Records from a data source:

※ ※ ※

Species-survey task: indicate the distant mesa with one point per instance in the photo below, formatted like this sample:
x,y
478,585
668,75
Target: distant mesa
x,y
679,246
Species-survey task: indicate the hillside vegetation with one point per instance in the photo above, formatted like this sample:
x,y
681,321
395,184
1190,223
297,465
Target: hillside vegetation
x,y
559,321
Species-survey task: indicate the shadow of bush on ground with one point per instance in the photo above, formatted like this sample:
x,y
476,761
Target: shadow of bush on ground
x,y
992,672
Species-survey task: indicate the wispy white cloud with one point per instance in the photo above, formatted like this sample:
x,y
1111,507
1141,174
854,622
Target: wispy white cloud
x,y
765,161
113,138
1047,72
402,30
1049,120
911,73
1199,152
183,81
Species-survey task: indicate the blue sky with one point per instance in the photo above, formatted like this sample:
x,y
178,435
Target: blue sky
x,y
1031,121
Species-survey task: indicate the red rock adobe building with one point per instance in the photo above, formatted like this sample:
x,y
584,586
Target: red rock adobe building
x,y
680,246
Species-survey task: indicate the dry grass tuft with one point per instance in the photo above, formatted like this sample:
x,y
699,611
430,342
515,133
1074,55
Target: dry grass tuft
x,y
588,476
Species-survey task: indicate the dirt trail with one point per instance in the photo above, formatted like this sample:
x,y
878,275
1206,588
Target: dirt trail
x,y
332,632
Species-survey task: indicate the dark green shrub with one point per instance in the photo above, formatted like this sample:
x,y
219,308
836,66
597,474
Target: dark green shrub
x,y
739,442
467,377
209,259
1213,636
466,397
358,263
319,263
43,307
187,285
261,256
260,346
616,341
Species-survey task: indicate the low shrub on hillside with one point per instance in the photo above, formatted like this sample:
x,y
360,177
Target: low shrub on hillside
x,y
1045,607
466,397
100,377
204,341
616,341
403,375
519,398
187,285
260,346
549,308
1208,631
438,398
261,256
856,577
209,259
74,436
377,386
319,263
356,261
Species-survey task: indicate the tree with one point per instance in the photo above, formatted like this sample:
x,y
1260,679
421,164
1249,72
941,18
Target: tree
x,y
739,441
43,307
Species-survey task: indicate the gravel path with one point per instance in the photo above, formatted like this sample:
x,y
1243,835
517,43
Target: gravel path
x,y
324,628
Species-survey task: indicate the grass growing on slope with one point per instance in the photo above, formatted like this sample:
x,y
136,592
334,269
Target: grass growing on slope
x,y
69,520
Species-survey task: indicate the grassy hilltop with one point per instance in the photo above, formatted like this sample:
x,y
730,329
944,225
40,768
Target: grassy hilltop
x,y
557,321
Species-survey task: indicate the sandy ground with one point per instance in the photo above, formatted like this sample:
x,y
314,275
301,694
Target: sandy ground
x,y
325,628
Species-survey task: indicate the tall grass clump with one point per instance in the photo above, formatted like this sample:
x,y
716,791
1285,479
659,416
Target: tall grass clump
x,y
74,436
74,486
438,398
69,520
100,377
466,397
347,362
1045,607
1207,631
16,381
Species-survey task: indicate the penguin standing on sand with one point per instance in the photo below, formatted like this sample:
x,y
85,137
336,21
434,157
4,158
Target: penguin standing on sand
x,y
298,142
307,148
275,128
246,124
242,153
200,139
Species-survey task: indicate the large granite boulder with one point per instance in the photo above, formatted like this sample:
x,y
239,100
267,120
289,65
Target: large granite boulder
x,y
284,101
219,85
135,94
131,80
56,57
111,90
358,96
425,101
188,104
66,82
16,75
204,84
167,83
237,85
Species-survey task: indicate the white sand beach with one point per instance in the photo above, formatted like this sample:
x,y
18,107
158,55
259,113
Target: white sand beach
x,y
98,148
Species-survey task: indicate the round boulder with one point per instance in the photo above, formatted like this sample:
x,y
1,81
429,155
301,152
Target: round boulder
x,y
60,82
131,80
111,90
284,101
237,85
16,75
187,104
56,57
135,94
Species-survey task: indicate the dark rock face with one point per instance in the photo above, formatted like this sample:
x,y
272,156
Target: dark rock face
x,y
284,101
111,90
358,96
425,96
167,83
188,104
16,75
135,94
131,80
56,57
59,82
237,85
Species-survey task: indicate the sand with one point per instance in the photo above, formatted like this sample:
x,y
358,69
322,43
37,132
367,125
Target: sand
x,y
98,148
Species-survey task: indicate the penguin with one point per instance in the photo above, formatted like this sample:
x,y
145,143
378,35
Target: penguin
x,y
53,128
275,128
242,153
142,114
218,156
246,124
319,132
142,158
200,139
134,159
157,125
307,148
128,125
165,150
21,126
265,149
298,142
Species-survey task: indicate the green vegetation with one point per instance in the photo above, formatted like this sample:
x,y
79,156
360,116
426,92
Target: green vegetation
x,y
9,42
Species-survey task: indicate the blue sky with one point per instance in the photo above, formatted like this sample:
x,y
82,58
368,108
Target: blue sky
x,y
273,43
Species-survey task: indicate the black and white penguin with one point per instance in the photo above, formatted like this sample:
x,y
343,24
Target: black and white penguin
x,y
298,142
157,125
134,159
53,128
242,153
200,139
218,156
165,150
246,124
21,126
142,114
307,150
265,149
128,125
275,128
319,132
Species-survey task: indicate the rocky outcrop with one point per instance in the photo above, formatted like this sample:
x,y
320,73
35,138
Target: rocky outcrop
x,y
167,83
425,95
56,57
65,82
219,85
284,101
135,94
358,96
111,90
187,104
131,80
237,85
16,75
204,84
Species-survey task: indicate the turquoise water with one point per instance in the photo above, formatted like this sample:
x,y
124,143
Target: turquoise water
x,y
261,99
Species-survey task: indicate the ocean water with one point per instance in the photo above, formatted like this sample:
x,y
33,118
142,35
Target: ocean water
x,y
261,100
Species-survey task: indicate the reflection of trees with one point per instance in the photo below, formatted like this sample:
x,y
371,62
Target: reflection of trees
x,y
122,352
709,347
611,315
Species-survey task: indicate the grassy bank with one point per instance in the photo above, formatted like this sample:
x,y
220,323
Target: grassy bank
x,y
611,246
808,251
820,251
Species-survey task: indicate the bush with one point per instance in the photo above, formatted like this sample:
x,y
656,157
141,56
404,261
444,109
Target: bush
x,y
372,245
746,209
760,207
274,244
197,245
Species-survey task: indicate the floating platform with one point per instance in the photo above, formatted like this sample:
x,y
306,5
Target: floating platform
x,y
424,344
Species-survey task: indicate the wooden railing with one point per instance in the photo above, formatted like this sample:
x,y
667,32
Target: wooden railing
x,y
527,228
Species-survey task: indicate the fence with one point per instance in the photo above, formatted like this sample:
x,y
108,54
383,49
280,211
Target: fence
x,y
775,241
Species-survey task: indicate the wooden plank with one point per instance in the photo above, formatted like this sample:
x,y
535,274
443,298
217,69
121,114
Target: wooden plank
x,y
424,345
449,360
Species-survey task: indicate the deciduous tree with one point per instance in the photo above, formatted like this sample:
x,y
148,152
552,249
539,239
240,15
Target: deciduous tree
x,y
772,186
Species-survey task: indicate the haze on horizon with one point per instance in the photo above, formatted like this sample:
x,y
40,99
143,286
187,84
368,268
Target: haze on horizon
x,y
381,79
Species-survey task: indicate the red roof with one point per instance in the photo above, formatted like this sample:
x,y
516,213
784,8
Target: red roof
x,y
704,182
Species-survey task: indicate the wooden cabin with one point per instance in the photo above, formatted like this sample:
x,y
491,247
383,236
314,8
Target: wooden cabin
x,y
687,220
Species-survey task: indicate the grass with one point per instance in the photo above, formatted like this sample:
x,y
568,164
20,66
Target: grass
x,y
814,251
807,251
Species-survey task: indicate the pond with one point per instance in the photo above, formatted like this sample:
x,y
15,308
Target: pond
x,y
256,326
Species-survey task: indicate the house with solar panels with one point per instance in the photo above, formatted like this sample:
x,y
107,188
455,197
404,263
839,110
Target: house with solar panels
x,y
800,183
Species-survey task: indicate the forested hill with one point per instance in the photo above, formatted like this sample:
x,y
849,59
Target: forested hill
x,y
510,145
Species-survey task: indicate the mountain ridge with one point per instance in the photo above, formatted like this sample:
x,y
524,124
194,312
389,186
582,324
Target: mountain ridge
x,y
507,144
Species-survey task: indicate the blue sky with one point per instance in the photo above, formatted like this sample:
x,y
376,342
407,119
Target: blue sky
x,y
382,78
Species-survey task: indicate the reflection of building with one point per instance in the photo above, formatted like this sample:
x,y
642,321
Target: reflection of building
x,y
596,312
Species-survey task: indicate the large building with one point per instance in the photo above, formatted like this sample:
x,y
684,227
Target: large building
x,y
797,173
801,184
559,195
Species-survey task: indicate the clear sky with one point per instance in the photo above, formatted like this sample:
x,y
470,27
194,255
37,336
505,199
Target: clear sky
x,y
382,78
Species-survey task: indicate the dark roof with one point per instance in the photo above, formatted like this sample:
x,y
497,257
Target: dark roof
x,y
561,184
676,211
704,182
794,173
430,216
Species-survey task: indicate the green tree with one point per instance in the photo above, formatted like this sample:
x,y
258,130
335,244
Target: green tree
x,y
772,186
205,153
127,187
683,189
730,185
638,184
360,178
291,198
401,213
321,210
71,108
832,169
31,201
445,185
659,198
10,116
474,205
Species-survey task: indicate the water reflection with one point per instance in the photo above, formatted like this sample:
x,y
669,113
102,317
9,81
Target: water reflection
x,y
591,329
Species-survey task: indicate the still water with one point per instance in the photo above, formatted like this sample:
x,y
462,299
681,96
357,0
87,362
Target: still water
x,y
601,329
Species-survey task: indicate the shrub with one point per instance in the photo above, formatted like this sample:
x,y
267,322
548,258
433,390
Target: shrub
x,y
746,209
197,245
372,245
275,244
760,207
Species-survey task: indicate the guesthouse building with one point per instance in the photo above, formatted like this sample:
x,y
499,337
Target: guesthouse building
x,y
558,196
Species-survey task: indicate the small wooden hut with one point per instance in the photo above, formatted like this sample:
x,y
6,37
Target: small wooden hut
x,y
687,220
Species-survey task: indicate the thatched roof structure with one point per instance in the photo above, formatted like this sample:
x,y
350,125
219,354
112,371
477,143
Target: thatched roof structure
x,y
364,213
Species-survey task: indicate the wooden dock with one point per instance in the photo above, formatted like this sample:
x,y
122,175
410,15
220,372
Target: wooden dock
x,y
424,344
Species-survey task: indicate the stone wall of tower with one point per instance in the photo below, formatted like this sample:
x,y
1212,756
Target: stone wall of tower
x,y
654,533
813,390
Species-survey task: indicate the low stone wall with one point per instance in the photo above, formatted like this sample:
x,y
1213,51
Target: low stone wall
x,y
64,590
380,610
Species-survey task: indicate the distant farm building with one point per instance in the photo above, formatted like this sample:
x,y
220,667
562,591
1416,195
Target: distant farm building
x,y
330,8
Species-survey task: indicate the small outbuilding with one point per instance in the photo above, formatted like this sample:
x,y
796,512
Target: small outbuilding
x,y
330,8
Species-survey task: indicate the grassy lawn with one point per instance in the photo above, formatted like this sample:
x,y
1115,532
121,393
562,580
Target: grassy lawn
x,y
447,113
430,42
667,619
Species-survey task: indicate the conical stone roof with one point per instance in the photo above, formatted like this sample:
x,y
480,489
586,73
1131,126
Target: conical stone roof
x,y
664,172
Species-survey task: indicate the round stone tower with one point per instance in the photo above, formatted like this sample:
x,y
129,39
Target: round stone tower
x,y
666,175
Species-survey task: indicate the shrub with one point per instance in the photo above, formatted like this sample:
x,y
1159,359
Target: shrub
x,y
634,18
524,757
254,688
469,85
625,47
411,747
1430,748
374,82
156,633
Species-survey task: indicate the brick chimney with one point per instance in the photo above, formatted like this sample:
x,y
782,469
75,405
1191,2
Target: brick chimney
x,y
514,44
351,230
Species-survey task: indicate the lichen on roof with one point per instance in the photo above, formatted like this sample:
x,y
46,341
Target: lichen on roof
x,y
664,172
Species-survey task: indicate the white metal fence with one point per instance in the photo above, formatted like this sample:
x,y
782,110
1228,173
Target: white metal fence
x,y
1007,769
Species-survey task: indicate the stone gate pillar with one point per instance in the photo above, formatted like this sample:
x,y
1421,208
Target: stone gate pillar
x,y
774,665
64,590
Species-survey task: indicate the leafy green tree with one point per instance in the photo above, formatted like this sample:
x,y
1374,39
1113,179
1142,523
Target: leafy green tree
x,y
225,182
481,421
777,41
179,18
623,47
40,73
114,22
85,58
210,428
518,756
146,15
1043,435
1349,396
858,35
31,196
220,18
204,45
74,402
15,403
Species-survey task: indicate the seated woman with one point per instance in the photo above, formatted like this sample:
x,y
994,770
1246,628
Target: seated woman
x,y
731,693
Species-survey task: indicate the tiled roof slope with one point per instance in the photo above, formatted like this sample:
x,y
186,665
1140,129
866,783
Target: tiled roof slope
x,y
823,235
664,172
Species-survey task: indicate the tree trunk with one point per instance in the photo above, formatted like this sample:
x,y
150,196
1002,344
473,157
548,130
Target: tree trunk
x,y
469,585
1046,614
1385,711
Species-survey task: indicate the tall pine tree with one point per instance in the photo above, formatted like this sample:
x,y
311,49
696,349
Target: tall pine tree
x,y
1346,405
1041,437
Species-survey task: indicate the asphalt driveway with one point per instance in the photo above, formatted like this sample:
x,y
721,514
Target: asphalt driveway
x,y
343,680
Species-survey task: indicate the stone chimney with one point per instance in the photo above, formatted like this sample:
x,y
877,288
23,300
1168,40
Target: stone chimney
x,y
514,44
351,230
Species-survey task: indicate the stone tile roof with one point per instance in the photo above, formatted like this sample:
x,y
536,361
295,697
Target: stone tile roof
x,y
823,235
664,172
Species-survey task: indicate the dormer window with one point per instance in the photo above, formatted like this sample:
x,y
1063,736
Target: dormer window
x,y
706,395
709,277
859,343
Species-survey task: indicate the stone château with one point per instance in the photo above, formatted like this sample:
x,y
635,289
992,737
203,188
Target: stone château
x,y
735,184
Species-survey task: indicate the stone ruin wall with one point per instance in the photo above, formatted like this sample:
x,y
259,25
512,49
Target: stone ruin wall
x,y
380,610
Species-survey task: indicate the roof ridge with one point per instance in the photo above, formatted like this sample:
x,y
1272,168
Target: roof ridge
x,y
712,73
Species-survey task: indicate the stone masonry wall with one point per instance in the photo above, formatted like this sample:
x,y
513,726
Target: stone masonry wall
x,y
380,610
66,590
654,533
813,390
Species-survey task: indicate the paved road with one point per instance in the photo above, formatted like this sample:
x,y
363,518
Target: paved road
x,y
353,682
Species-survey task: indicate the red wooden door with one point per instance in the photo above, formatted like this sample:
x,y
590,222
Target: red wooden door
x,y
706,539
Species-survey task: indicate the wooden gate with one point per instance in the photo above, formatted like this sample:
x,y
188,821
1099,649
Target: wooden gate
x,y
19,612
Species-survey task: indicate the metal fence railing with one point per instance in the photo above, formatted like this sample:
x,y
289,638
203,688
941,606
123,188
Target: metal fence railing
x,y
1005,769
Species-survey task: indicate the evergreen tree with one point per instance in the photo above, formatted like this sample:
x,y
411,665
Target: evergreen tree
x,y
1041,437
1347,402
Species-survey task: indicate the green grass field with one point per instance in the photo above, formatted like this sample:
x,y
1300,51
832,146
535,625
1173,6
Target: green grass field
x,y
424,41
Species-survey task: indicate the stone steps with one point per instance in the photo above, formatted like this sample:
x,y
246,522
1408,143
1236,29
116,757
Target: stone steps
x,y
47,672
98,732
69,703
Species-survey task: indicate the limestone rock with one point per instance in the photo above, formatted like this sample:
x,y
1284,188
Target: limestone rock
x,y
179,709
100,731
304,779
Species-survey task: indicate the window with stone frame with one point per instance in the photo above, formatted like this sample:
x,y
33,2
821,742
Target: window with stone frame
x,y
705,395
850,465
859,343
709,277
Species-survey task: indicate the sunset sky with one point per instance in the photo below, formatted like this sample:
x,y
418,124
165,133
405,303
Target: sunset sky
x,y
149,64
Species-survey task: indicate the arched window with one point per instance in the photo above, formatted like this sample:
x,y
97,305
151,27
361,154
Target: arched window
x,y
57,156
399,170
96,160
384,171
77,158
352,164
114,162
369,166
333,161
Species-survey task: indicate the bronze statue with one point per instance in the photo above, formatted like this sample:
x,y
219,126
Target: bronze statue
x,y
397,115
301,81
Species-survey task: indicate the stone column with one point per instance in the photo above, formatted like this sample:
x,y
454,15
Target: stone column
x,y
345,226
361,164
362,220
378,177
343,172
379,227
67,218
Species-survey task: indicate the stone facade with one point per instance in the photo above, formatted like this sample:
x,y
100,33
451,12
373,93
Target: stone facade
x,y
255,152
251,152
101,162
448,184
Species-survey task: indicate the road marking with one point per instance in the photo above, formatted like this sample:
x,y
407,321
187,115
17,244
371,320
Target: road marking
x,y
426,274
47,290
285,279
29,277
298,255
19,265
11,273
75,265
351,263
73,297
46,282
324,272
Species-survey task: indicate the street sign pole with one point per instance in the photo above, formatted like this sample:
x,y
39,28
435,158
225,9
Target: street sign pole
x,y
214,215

※ ※ ※

- _Directions_
Reproduce the lines word for word, starting at the one holding "Species-survey task: indicate the limestone" and ending at the final line of the material above.

- _Finished exercise_
Species-survey task: indicate the limestone rock with one point per instance in the photo above, formatted like this sample:
x,y
1284,188
Target: limestone rock
x,y
179,709
100,731
304,779
Species-survey task: indicate the window with stone frame with one point per instance in the photo above, formatted like this sample:
x,y
33,2
821,742
Target: window with stone frame
x,y
705,395
850,465
859,343
709,277
Species-survey task: indicate the sunset sky with one point per instance in the photo below, formatted like this sample:
x,y
418,124
165,133
405,303
Target: sunset sky
x,y
149,64
Species-survey task: indicate the arched window with one point per instance in the photo above, formatted like this sample:
x,y
97,305
151,27
361,154
Target: arched window
x,y
57,156
399,170
96,160
384,171
77,158
352,164
114,162
369,166
333,161
Species-survey task: indicate the bronze statue with one point per instance in the photo above, formatted like this sample:
x,y
219,126
Target: bronze statue
x,y
397,115
301,81
Species-survey task: indicate the stone column with one point per instance in the photo above, formatted like this sample:
x,y
454,15
Target: stone column
x,y
345,226
361,164
362,220
378,177
343,172
379,227
67,218
Species-survey task: indicate the stone facade with one point per instance in the photo above, formatted like this sample:
x,y
100,33
451,12
373,93
Target: stone facade
x,y
255,152
251,152
101,162
448,184
Species-survey task: indicate the road marking with one point per instance in the photo above, formatted like this sample:
x,y
407,321
187,115
17,244
371,320
Target: road marking
x,y
426,274
47,290
285,279
29,277
298,255
19,265
11,273
75,265
351,263
73,297
46,282
324,272
Species-survey task: indicate the street sign pole with one point per instance in the photo above, formatted like this sample:
x,y
39,28
435,158
225,9
Target: street sign pole
x,y
214,215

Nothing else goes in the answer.